Referring expression pointing data:
================================
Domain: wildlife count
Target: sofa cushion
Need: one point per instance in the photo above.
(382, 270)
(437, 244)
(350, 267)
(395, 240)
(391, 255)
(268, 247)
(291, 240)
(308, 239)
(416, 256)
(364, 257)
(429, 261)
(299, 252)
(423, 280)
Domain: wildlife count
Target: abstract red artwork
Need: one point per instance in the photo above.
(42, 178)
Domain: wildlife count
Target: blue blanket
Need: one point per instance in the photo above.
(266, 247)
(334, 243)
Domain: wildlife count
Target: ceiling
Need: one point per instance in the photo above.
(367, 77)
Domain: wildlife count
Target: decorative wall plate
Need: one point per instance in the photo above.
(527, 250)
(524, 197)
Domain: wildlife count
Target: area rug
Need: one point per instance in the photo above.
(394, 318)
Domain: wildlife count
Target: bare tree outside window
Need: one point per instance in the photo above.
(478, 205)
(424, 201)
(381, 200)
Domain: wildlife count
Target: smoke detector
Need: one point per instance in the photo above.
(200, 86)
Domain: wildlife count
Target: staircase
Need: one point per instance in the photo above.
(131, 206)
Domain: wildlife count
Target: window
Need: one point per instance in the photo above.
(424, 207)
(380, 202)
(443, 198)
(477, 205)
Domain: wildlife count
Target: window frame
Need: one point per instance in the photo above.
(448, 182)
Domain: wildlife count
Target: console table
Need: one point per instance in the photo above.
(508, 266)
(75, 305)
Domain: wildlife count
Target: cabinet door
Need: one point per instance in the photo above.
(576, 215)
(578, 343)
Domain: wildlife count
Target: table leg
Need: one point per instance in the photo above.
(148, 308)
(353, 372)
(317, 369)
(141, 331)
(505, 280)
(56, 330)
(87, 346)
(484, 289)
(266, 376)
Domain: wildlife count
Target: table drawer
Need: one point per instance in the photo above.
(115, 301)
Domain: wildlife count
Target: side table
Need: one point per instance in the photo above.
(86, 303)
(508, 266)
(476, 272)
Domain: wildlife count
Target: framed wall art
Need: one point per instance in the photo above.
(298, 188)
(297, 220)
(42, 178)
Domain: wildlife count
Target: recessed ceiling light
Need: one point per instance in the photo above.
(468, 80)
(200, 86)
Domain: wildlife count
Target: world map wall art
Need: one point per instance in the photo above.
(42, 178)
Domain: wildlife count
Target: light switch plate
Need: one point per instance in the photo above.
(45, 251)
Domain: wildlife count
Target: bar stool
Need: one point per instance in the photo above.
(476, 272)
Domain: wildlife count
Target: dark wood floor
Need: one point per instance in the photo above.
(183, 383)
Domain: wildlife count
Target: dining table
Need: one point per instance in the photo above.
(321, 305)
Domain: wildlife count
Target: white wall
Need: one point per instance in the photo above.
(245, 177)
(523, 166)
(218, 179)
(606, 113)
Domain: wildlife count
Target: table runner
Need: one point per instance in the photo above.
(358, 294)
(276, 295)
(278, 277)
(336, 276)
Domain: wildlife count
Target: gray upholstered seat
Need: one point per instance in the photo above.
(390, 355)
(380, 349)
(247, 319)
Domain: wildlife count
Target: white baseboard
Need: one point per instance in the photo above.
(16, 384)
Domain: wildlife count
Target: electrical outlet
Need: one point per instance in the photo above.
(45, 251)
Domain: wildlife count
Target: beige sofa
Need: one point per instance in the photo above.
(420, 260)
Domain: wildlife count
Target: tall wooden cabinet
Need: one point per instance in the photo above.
================================
Prompt: Of the lines above, copy each that contains "light".

Finished exercise:
Target: recessed ceiling light
Target: light switch plate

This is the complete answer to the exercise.